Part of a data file
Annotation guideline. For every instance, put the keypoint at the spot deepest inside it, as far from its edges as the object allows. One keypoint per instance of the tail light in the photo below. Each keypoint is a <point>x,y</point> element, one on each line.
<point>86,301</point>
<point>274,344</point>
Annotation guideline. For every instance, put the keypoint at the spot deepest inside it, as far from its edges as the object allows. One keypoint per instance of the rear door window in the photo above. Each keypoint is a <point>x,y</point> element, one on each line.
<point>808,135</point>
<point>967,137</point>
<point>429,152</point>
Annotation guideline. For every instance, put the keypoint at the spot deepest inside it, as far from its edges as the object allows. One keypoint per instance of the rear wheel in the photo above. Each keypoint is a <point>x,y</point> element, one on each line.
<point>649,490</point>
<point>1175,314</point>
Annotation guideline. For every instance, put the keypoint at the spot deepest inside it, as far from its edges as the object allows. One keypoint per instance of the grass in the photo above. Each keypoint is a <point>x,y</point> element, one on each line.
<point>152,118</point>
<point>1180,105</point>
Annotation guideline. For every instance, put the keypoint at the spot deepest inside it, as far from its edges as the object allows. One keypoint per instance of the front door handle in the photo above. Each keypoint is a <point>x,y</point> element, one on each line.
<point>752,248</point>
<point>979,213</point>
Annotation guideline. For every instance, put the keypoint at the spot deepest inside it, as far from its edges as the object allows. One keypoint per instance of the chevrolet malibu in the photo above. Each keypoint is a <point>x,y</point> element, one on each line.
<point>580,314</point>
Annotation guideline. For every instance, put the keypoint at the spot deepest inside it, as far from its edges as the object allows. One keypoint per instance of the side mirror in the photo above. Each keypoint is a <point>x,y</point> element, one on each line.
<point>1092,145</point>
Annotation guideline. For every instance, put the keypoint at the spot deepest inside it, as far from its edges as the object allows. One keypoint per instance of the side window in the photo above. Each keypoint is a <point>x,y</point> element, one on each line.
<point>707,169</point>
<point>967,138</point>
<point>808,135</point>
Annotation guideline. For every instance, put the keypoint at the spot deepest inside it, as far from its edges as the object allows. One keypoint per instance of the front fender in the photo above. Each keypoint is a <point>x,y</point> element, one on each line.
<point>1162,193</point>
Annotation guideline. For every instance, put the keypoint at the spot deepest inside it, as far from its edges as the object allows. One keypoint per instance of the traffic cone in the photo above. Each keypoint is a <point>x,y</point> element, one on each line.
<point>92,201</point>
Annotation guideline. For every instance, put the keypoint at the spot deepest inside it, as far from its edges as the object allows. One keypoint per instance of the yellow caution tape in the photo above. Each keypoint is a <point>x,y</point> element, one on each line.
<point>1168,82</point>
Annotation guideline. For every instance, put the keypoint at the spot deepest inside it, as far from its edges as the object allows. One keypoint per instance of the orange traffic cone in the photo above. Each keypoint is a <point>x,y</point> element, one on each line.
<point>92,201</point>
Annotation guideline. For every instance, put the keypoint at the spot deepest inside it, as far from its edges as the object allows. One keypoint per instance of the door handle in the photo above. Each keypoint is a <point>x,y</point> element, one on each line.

TASK REQUIREMENTS:
Edit the rows from the line containing "of the orange" through the end of the rows, replacing "photo above" with "image above" and leaving everything else unchanged. Return only those lines.

THE OUTPUT:
Annotation guideline. For every instance, put the keypoint at the spot deepest inside it, as far from its edges as the object allows. One keypoint per instance of the orange traffic cone in the image above. Each keypoint is a <point>x,y</point> element, one on each line.
<point>92,201</point>
Annotation guideline. For every instance, put the keypoint at the spot deepest inside it, as far from its edges as the object allows. One keypoint per instance of the door handle in the image above. Each keypoint is a <point>x,y</point> element, one on each line.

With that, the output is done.